-------- Document passage --------

The majority of Coriolanus was filmed in Serbia. If you read the credits, most of the non-speaking roles are filled with names ending in ‘vic’. It is somewhat ironic as Coriolanus details strife between the Romans and the Volsces. The industrial look found in most Serbian films is found here as well but it works quite well in context.

Fiennes’ direction is assured. Cinematography is excellent. Action sequences are exciting and Shakespeare’s marvelous language survives intact. This is the counterpoint to Taymor’s dreadfully campy Titus Andronicus.

Coriolanus has been on Netflix for a while so catch it before it disappears.


Red – Seeing Red week

I am not now nor have I ever been a communist but this is Seeing Red week. Red is currently available on instant Netflix.

WATCH: Red (2007) – Rated R for violence and language.

“When it becomes apparent that the three teenage miscreants who murdered his dearly loved dog, Red, wont be held accountable for their senseless deed, the normally reclusive and affable Avery Ludlow (Brian Cox) resolves to take matters into his own hands. Trygve Diesen and Lucky McKee direct this disquieting thriller that also stars Tom Sizemore, Robert Englund, Richard Riehle, Noel Fisher and Amanda Plummer.”

“I learned one thing during the war: that you fight with whatever you have got, whatever you can lay your hands on… and you never stop. The minute you do, that is the minute the world rolls right over you.”

-------- Information --------

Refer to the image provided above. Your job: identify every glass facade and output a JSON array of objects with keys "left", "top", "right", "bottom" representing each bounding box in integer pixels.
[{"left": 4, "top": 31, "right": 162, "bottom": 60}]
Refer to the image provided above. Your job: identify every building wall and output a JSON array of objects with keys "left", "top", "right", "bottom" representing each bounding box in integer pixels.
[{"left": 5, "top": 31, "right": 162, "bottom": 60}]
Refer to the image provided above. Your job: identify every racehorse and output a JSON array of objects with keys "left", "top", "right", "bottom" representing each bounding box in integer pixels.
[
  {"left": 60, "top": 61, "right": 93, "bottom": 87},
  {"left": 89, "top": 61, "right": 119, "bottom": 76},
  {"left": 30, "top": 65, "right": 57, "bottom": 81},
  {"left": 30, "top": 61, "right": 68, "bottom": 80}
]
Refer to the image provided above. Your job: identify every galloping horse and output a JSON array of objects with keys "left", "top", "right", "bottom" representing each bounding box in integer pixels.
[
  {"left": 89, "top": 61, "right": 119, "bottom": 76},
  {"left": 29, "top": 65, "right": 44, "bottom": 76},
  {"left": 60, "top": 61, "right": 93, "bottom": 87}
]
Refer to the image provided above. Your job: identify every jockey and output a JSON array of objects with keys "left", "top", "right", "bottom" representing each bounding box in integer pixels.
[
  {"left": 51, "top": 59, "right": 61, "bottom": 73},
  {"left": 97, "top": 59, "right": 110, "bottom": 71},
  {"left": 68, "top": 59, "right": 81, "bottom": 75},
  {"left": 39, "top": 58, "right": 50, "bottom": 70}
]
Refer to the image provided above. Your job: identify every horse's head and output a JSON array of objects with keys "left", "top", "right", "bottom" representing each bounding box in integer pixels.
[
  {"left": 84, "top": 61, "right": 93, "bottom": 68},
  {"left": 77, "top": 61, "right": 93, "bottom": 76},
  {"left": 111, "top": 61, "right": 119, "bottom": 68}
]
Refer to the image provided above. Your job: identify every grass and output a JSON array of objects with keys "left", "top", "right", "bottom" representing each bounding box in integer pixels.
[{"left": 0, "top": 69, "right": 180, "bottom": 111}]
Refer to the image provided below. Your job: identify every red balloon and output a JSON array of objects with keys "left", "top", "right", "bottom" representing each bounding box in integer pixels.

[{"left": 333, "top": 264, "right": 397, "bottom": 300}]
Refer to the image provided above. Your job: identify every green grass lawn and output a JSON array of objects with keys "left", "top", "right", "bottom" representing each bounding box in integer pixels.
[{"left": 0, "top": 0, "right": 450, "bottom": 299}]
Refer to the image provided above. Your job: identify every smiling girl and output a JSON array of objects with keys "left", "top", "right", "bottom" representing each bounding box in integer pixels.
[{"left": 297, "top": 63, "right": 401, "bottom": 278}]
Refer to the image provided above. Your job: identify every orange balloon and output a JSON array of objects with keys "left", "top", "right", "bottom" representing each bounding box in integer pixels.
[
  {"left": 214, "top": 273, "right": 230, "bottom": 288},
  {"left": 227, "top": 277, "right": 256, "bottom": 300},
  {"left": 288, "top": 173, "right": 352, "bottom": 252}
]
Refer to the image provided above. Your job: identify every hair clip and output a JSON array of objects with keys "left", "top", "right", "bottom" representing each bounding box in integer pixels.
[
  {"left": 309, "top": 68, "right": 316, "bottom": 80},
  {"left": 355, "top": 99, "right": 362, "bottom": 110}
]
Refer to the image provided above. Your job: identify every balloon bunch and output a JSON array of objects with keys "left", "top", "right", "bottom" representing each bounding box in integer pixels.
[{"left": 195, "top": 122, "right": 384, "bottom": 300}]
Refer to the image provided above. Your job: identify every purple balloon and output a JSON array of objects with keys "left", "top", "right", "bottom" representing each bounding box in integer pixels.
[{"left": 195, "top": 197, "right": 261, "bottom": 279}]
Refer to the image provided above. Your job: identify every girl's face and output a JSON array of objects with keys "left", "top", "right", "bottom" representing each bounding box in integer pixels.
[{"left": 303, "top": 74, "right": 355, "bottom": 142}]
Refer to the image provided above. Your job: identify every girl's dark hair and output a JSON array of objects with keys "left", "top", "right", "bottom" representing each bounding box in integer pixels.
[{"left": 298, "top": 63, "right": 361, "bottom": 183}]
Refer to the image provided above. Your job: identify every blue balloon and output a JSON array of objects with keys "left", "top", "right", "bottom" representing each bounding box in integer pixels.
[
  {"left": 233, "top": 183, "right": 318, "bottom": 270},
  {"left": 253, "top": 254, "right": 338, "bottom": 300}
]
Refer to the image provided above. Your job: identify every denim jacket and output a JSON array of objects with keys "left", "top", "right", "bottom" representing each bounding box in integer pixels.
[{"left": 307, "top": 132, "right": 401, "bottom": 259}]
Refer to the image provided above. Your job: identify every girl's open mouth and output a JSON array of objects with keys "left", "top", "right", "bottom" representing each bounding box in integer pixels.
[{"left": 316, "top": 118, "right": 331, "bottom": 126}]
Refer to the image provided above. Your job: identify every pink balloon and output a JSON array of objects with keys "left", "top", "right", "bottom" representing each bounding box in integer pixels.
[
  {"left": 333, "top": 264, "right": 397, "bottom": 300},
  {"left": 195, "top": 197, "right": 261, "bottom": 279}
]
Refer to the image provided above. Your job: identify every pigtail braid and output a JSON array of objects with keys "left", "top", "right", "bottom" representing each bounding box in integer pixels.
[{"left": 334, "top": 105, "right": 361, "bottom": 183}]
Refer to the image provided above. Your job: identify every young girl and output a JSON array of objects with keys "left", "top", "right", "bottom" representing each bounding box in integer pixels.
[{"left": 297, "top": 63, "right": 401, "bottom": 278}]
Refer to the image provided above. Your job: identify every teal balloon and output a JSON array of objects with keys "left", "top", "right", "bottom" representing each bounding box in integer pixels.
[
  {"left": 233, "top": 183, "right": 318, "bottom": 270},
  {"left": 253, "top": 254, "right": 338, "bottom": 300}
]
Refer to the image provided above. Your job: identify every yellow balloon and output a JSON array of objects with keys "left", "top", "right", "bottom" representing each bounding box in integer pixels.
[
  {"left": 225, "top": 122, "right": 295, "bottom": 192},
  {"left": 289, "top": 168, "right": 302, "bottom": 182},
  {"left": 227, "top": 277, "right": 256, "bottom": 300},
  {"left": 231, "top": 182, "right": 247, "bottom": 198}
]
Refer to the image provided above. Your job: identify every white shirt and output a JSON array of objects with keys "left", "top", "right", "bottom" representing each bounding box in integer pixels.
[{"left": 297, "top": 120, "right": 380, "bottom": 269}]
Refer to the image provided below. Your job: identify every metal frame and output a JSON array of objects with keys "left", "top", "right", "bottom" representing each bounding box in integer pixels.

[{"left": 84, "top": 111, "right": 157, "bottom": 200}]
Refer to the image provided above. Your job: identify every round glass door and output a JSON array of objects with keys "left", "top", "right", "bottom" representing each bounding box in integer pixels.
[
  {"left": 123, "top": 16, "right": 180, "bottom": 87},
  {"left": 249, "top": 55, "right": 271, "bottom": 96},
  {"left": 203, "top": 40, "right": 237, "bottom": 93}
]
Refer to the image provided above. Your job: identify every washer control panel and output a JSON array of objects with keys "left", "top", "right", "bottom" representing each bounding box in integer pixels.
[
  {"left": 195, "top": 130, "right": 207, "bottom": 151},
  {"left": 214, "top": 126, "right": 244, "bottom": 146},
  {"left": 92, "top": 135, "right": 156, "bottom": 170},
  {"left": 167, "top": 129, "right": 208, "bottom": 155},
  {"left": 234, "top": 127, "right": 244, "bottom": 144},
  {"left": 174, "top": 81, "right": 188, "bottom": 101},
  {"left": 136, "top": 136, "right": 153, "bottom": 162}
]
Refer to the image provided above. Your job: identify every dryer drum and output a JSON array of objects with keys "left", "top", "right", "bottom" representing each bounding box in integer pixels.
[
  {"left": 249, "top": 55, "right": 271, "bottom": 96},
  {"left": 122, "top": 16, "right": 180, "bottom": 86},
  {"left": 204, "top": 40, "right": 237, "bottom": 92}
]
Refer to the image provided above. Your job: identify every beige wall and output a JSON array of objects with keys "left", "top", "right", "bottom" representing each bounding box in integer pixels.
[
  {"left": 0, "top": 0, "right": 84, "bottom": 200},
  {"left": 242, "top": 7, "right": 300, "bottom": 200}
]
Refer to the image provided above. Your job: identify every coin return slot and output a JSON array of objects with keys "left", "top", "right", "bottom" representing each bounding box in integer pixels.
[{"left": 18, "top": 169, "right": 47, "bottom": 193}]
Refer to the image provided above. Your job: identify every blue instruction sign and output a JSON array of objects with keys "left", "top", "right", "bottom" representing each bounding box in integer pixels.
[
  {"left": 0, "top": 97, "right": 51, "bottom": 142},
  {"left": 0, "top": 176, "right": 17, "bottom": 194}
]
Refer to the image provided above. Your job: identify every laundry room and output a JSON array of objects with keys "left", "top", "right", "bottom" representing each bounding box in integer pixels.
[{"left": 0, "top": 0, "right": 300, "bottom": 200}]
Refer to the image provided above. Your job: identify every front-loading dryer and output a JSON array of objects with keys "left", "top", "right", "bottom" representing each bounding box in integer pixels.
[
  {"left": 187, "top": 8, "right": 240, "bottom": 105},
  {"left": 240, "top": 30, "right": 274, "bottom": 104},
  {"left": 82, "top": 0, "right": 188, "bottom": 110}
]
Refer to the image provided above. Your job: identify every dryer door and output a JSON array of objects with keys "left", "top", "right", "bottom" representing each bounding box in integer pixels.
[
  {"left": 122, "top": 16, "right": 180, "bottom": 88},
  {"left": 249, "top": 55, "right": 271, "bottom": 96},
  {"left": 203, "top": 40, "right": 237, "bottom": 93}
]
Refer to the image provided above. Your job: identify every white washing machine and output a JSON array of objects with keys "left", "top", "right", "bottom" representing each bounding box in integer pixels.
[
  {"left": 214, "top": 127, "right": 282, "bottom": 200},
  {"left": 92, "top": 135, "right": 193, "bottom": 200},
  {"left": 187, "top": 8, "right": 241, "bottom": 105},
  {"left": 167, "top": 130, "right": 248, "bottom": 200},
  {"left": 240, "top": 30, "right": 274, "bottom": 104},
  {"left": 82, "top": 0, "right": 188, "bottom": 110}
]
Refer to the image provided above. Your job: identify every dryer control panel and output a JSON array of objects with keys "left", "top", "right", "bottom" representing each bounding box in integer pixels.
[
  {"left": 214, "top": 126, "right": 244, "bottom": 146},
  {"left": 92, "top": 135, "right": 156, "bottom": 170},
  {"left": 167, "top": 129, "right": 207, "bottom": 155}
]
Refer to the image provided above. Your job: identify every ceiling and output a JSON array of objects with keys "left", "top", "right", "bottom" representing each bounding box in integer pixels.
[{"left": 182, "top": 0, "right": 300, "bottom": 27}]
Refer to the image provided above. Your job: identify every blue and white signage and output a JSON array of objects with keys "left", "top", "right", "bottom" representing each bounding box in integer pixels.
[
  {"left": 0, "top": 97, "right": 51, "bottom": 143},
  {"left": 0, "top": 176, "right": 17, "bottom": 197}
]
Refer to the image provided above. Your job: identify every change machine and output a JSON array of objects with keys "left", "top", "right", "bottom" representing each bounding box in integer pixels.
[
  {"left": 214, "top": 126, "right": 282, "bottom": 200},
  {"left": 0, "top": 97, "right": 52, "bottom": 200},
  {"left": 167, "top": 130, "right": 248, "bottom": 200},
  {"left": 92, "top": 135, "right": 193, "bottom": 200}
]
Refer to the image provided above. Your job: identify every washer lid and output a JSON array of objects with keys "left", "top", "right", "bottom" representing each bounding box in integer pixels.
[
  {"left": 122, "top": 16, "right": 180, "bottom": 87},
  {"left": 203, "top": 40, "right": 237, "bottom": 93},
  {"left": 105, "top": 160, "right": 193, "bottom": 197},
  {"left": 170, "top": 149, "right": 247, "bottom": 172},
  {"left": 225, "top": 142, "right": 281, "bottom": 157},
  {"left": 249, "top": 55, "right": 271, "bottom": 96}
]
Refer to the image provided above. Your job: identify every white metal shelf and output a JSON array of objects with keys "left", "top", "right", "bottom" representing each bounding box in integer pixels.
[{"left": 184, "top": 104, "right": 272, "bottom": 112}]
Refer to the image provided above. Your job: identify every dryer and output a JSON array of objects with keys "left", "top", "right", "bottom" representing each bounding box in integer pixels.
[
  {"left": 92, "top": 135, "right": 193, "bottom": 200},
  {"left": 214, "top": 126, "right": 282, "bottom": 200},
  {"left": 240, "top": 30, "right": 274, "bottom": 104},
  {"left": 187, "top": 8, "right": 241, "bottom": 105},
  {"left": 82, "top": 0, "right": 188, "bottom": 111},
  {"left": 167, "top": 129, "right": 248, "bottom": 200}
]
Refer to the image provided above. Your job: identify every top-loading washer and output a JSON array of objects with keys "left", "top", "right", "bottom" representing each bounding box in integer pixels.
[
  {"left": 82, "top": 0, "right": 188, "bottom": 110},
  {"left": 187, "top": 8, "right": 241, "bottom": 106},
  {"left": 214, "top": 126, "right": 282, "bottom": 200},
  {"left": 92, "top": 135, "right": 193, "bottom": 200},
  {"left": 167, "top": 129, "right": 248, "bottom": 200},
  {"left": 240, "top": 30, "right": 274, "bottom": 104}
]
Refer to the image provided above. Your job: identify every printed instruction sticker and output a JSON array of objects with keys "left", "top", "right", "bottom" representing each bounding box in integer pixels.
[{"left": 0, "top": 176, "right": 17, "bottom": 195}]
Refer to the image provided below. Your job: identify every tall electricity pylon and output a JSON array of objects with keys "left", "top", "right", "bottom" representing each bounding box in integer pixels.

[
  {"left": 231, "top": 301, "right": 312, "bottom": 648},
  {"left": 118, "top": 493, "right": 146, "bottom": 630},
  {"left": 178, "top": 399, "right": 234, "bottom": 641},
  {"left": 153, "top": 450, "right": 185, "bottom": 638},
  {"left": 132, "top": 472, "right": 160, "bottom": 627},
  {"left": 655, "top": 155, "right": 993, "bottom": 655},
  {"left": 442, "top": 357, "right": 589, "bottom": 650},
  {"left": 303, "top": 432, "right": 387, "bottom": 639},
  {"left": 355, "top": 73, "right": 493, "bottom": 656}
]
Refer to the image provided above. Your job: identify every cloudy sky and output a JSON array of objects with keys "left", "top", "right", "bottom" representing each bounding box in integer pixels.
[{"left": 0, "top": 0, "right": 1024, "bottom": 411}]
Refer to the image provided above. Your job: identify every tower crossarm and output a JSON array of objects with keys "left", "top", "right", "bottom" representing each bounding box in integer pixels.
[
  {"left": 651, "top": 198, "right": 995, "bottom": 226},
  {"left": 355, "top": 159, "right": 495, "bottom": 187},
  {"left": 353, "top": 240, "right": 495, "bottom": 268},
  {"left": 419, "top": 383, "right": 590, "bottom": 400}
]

--------

▶ **To do**:
**1)** Output the part of the film reviews starting with "The majority of" and going on through "campy Titus Andronicus.", word for word.
**2)** According to the film reviews, who directed Red?

▶ **Exercise results**:
**1)**
The majority of Coriolanus was filmed in Serbia. If you read the credits, most of the non-speaking roles are filled with names ending in ‘vic’. It is somewhat ironic as Coriolanus details strife between the Romans and the Volsces. The industrial look found in most Serbian films is found here as well but it works quite well in context.

Fiennes’ direction is assured. Cinematography is excellent. Action sequences are exciting and Shakespeare’s marvelous language survives intact. This is the counterpoint to Taymor’s dreadfully campy Titus Andronicus.

**2)** Trygve Diesen and Lucky McKee.